◆ **Input for this task**

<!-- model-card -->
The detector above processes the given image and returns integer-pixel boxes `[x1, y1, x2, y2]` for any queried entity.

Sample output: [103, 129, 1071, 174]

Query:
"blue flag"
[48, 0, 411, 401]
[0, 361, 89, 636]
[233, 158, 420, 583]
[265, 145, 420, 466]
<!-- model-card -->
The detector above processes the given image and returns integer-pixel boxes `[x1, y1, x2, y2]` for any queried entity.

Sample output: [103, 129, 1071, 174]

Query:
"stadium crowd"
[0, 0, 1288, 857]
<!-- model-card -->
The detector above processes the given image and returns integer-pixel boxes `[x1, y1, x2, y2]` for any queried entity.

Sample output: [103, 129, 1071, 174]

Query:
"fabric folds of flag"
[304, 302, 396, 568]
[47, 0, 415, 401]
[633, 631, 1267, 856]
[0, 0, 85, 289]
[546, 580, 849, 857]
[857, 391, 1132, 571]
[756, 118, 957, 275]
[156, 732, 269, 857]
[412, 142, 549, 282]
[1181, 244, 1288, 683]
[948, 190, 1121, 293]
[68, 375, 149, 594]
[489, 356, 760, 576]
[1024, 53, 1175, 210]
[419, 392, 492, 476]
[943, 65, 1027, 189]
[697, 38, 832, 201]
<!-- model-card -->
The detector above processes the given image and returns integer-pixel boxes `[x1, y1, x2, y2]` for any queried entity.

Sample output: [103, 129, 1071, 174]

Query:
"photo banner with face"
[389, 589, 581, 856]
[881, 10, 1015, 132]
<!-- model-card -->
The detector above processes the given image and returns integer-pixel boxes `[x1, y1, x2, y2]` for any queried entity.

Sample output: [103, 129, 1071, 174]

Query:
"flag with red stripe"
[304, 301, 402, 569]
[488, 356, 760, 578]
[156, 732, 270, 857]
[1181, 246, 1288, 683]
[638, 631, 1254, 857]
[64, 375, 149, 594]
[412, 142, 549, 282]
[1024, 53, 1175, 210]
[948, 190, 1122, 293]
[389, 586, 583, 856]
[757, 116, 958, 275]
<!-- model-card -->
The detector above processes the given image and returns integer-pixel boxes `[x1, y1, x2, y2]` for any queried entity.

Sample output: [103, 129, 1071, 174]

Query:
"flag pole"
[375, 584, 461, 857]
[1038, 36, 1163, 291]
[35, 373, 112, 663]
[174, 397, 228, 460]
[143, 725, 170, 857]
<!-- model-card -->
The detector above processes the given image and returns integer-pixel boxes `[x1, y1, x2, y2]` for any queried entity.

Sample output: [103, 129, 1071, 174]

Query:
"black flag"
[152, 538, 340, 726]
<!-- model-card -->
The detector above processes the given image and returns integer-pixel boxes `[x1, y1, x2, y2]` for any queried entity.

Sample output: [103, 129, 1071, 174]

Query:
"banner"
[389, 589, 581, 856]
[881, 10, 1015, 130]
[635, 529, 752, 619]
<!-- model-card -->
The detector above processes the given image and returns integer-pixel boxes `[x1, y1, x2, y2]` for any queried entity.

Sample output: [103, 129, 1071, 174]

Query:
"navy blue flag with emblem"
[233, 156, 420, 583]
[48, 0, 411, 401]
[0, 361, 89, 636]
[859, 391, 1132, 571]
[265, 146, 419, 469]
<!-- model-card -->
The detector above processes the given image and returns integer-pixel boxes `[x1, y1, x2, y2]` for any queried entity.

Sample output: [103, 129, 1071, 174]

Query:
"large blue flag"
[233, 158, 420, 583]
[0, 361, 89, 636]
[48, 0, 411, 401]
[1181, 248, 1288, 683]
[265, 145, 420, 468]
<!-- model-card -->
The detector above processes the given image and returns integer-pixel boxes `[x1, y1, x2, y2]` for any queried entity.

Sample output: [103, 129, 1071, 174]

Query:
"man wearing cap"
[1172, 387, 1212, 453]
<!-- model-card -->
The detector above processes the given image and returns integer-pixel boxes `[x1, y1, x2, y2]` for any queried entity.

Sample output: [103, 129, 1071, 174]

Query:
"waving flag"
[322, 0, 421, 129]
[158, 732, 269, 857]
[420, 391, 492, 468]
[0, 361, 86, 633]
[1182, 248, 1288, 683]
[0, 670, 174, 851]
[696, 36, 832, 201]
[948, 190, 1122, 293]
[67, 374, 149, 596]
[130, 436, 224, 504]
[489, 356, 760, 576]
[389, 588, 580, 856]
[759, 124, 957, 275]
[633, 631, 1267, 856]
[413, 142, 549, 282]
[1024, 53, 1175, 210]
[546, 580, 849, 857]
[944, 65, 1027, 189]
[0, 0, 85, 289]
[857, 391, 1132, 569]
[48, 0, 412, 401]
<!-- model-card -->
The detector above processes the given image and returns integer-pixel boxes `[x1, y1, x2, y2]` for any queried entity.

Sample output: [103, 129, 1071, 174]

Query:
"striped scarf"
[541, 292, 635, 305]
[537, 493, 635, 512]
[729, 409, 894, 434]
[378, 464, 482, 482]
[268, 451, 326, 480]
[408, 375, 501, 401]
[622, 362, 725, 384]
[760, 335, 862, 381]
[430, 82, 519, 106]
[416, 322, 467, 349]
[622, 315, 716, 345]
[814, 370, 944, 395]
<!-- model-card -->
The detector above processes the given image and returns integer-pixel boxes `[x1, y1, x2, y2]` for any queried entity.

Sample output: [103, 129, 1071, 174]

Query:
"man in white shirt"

◆ **Challenge**
Without omitting anything, output the entries exactly.

◆ **Finished answer**
<!-- model-card -->
The detector above processes the given image and returns integer-pixel boxes `[x1, y1, x2, y2]` for any queried entity.

Sample output: [103, 129, 1071, 174]

Query:
"blue flag"
[48, 0, 411, 401]
[0, 361, 89, 636]
[233, 158, 420, 583]
[265, 145, 420, 466]
<!-- model-card -->
The detector above processes the given image and returns integer-pixel boxes `[x1, y1, x2, y2]` for any queried entity.

Sample output: [103, 129, 1071, 174]

Query:
"stadium crowd"
[0, 0, 1288, 857]
<!-- model-card -->
The detector above processes the given image and returns integer-pixel boxes `[x1, y1, x2, y2]` for any queried entity.

Sample output: [103, 129, 1071, 174]

Query:
"fabric folds of flag"
[304, 302, 396, 568]
[47, 0, 415, 401]
[633, 631, 1267, 856]
[0, 0, 85, 289]
[546, 580, 849, 857]
[857, 391, 1132, 571]
[756, 118, 957, 275]
[156, 732, 269, 857]
[412, 142, 549, 282]
[1181, 244, 1288, 683]
[948, 190, 1121, 293]
[68, 375, 149, 594]
[489, 356, 760, 576]
[1024, 53, 1175, 210]
[419, 392, 492, 476]
[943, 65, 1027, 189]
[697, 38, 832, 201]
<!-- model-card -->
The detector above processes the given image and returns integer-pixel boxes `[x1, y1, x2, y2]` for any queried entity.

Sample output: [103, 129, 1071, 174]

Query:
"photo banner with face"
[389, 589, 581, 856]
[881, 10, 1015, 132]
<!-- model-card -->
The detector above processes the given image and returns integer-pixel boxes `[x1, y1, x2, y2]` for any queried entity.

Sample output: [103, 129, 1071, 174]

Query:
"flag with red stripe"
[304, 301, 402, 569]
[488, 356, 760, 578]
[156, 732, 270, 857]
[1181, 246, 1288, 683]
[638, 631, 1254, 857]
[64, 375, 149, 594]
[412, 142, 549, 282]
[1024, 53, 1175, 210]
[948, 190, 1122, 293]
[389, 586, 583, 856]
[757, 116, 958, 275]
<!-- model-card -->
The detector above processes the given image and returns integer-pixel boxes `[x1, y1, x2, y2]` for any queried entity.

Sample output: [103, 129, 1071, 174]

Query:
"flag pole"
[375, 584, 461, 857]
[1038, 36, 1163, 291]
[35, 373, 112, 663]
[174, 397, 228, 460]
[143, 725, 170, 857]
<!-- model-card -->
The detector above processes the given image and returns integer-pixel boxes `[x1, y1, x2, y2]` for any queried entity.

Sample output: [103, 129, 1071, 174]

Query:
"black flag"
[152, 538, 340, 726]
<!-- model-card -->
The detector above processes the given image and returns integer-pixel boxes `[x1, y1, x2, y2]` for any queried entity.

Sample output: [103, 129, 1071, 174]

Query:
"banner"
[389, 589, 581, 856]
[881, 10, 1015, 130]
[635, 529, 752, 619]
<!-- model-card -->
The detector above processes the given image and returns integer-pixel boxes `[x1, y1, x2, y2]` for any queried entity.

Sample output: [103, 129, 1071, 174]

Query:
"navy blue flag with emblem"
[233, 156, 420, 583]
[48, 0, 411, 401]
[0, 361, 89, 636]
[859, 391, 1132, 571]
[265, 146, 419, 469]
<!-- model-card -->
The detector above processes the given image and returns integer-pixel boxes `[x1, y1, x2, y2]` for any queried entity.

Sample output: [103, 129, 1071, 174]

Query:
"large blue flag"
[233, 158, 420, 583]
[0, 361, 89, 636]
[48, 0, 411, 401]
[1181, 248, 1288, 683]
[265, 145, 420, 468]
<!-- model-card -->
The detector above processes the given image and returns integer-pixel boxes `[x1, y1, x2, y2]` for any queried entity.

Sample output: [103, 129, 1071, 174]

Query:
"man wearing cap"
[1172, 387, 1212, 453]
<!-- model-card -->
The detector above processes the given image and returns integer-pixel boxes `[x1, y1, x2, y2]` for any queried entity.

Sample output: [103, 129, 1071, 174]

Query:
"waving flag"
[322, 0, 421, 129]
[158, 732, 269, 857]
[420, 391, 492, 468]
[0, 361, 86, 633]
[1182, 248, 1288, 683]
[0, 670, 174, 851]
[696, 36, 832, 201]
[948, 190, 1122, 293]
[67, 374, 149, 596]
[130, 436, 224, 504]
[489, 356, 760, 576]
[389, 588, 580, 856]
[759, 124, 957, 275]
[633, 631, 1267, 856]
[413, 142, 549, 282]
[1024, 53, 1175, 210]
[546, 580, 849, 857]
[944, 65, 1027, 189]
[0, 0, 85, 289]
[857, 391, 1132, 569]
[48, 0, 412, 401]
<!-- model-card -->
The detector above processes the given image and returns integer-pixel boxes `[x1, y1, x2, y2]` for any queried entity.

Sample output: [103, 129, 1071, 174]

Query:
"striped scarf"
[541, 292, 635, 305]
[537, 493, 635, 512]
[729, 409, 894, 434]
[378, 464, 482, 482]
[268, 451, 326, 480]
[408, 375, 501, 401]
[622, 362, 725, 384]
[760, 335, 862, 381]
[430, 82, 519, 106]
[416, 322, 467, 349]
[622, 315, 716, 345]
[814, 370, 944, 395]
<!-- model-card -->
The detector above processes the given image and returns integer-pixel boxes `[x1, y1, x2, y2]` for any queried entity.

Sample output: [103, 129, 1071, 174]

Query:
"man in white shirt"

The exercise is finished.